* [Task requirements]
1. According to the accident claim excerpt, on what date was the owner set ex parte?
2. Quote the accident claim excerpt word for word, between "4. Insurance Company-opposite" and "for such negligence.", inclusive.
3. Write the next part of the accident claim excerpt, picking up right after its final sentence.

* [Reading passage]
* * * * * * * * *

3. Upon receiving notice, Owner-opposite party no.1 did not appear and prefer to remain absent, for which, the Owner was set ex parte on 26.9.2012.

4. Insurance Company-opposite party no.2 therein appeared through their counsel and filed the Written Statement denying the allegation against the Insurance Company. Insurance Company even disputed the alleged accident and death due to accident involving the offending vehicle. It is rather claimed that the offending truck was in stationary position and was parked on the left side of the road. It is rather claimed that for the negligent driving of the vehicle carrying the deceased and other passengers, the death has taken place. Insurance Company thus claimed that they are not liable for such negligence.

5. Basing on the pleadings, learned Tribunal framed the following issues:

“(i) Whether deceased Surendra Muni met with a road accident on 20.10.20101 at about 11 P.M. on NH-5 near village Patrunivalasa under Nandigam PS jurisdiction in the district of Srikakulam (A.P.) and the said accident was caused due to careless & negligent act of the driver of the Truck bearing Regd. No.AP- 31TU-5149?

* * * * * * * * *

* [Recorded data]
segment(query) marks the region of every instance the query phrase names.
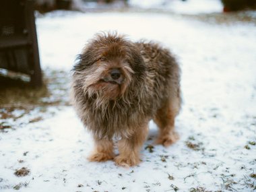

* * * * * * * * *

* [The responses]
1. 26.9.2012

2.
4. Insurance Company-opposite party no.2 therein appeared through their counsel and filed the Written Statement denying the allegation against the Insurance Company. Insurance Company even disputed the alleged accident and death due to accident involving the offending vehicle. It is rather claimed that the offending truck was in stationary position and was parked on the left side of the road. It is rather claimed that for the negligent driving of the vehicle carrying the deceased and other passengers, the death has taken place. Insurance Company thus claimed that they are not liable for such negligence.

3.
(ii) Whether the petitioners are entitled to get compensation ? If so, from whom and to what extent?

(iii) Whether the petitioners are entitled to any other relief(s)?”

6. Claimants to establish their respective case, examined two witnesses including one occupant of the vehicle. The claimants also exhibited a number of documents marked as Exhibits-1 to 14. On the other hand, Insurance Company though did not examine any witness, but it had relied on two exhibits, i.e. Exhibits-A and B. Based on the pleadings and materials available on record, Tribunal answered all the issues in favour of the claimants and also taking into account the materials available on record came to hold that the Insurance Company-respondent no.2 is liable to pay the awarded amount of Rs.10,70,072/-(Rupees Ten lakhs Seventy thousand seventy two) only as compensation to the claimants along with simple interest @6% per annum from the date of filing of the claim, i.e. from 07.01.2011, till its payment within a period of two months from the date of award. Insurance Company-opposite party no.2 was however also given the liberty to realize the entire amount to be paid to the claimants from the Owner of the Truck. In this very proceeding itself, the Tribunal thereby adopted a method for realizing the compensation.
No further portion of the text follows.